══ Text provided ══

In the above test apparatus, the control module may further comprise:

a voltage controlling sub-module, being coupled to the voltage module, and being configured for controlling the voltage module to output the voltage with variation; and

a flickering degree receiving sub-module, being coupled to the flickering degree obtaining module, and being configured for receiving the flickering degree of the liquid crystal module obtained by the flickering degree obtaining module.

In the above test apparatus, the control module may further comprise an output sub-module, being configured for comparing the flickering degrees of the liquid crystal module under different voltages, and outputting the voltage corresponding to the minimum value of the flickering degree.

In the above test apparatus, the control module may further comprise a display sub-module, being configured for establishing a corresponding relation between the voltage outputted by the voltage module and the flickering degree of the liquid crystal module to be tested, and displaying the corresponding relation by a curve.

In the above test apparatus, the voltage outputted by the voltage output module under the control of the voltage controlling sub-module may vary to increase or decrease based on a constant variation value.

In the above test apparatus, the light up module may be a light up device, wherein the flickering image corresponding to the liquid crystal module to be tested is added in the light up device, and the light up device outputs to the liquid crystal module to be tested upon being coupled to the liquid crystal module to be tested.

In the above test apparatus, the voltage module may comprise a programmable voltage source.

In the above test apparatus, the programmable voltage source may be coupled to the control module by a general-purpose interface bus.

In the above test apparatus, the programmable voltage source may be coupled to the control module by a serial communication data line.

═══

Requirement 1:
Count the lines in the entries that contain the string "covered", and give only that number.
The flicker test passage and the entries come from separate, unrelated sources.

══ Extracted data ══

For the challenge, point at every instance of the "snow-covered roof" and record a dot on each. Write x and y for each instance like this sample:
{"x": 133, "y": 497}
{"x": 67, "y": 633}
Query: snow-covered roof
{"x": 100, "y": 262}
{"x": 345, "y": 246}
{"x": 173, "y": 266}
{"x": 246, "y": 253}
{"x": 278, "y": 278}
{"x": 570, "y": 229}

═══
══ Extracted data ══

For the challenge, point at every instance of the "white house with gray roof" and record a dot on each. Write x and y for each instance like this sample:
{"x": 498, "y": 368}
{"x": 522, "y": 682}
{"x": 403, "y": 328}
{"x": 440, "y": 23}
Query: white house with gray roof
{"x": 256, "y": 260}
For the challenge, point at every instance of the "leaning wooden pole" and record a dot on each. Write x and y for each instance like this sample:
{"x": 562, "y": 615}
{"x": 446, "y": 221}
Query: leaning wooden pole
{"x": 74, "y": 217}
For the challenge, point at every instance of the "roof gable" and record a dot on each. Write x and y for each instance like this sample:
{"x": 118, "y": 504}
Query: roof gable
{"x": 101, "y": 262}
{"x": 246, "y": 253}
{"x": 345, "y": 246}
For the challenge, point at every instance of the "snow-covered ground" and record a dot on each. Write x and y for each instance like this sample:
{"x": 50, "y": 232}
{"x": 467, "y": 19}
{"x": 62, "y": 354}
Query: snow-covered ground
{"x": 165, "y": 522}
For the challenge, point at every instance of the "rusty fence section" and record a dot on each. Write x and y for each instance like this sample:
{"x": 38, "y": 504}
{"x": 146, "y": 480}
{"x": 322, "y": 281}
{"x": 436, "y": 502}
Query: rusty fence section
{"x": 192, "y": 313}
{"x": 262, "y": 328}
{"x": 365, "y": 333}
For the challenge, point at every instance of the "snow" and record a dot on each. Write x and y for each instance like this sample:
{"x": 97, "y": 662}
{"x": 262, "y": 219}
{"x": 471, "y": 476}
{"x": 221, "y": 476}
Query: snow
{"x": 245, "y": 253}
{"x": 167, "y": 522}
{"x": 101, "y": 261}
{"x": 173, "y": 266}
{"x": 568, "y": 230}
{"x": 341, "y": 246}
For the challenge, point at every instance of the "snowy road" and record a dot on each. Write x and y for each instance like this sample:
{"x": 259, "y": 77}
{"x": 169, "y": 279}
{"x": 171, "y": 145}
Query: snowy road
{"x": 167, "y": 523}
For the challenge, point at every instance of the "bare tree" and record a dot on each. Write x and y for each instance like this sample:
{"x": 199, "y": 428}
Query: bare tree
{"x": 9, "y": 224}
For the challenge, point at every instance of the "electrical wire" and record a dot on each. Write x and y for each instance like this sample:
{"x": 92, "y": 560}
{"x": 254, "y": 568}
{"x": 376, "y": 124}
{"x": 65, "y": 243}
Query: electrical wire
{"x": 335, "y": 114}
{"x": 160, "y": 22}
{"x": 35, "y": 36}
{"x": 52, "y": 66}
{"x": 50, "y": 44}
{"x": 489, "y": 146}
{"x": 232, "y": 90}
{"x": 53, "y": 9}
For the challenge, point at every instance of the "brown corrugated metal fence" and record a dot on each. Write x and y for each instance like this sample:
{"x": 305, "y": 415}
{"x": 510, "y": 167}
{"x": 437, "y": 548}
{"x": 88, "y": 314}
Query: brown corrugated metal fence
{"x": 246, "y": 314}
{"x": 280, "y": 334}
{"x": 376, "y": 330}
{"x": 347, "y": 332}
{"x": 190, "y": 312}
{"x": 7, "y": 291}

═══

Requirement 2:
Reproduce word for word the stretch of the flicker test passage from "In the above test apparatus, the voltage module" through "general-purpose interface bus.".

Full answer 1:
4

Full answer 2:
In the above test apparatus, the voltage module may comprise a programmable voltage source.

In the above test apparatus, the programmable voltage source may be coupled to the control module by a general-purpose interface bus.